* [Task description]:
Reproduce the entries in full and exactly. Pictures stay out.

Photo-based referring expression data:
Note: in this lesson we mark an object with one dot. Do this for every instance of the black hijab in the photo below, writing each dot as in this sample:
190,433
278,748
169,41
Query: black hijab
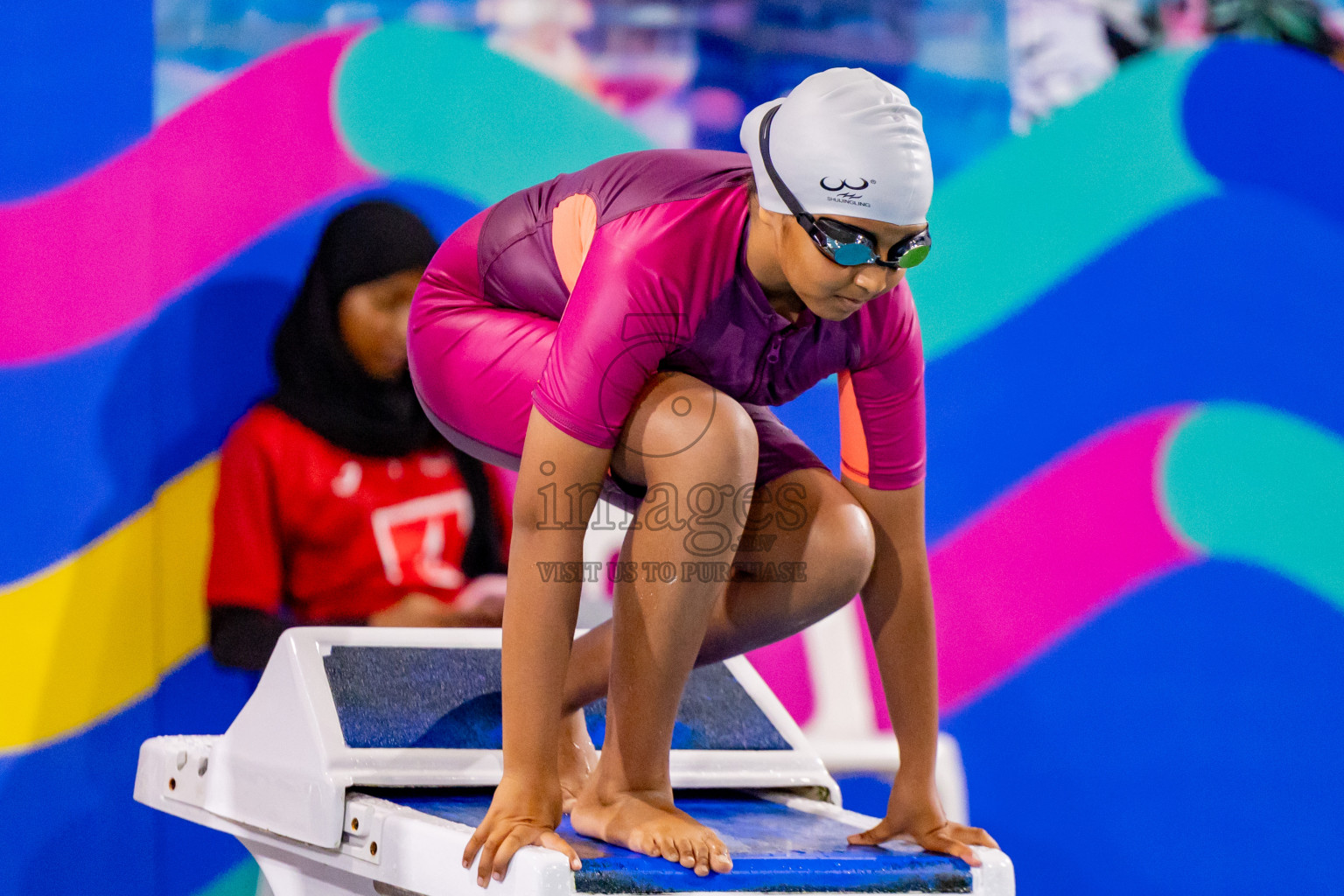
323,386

* [Answer for this exercise]:
Note: in this lesson we mark an object with one dot. Do this for every instance of the black hijab in the photo below, writing each dot as in this sample:
190,433
278,748
169,41
Query: black hijab
323,386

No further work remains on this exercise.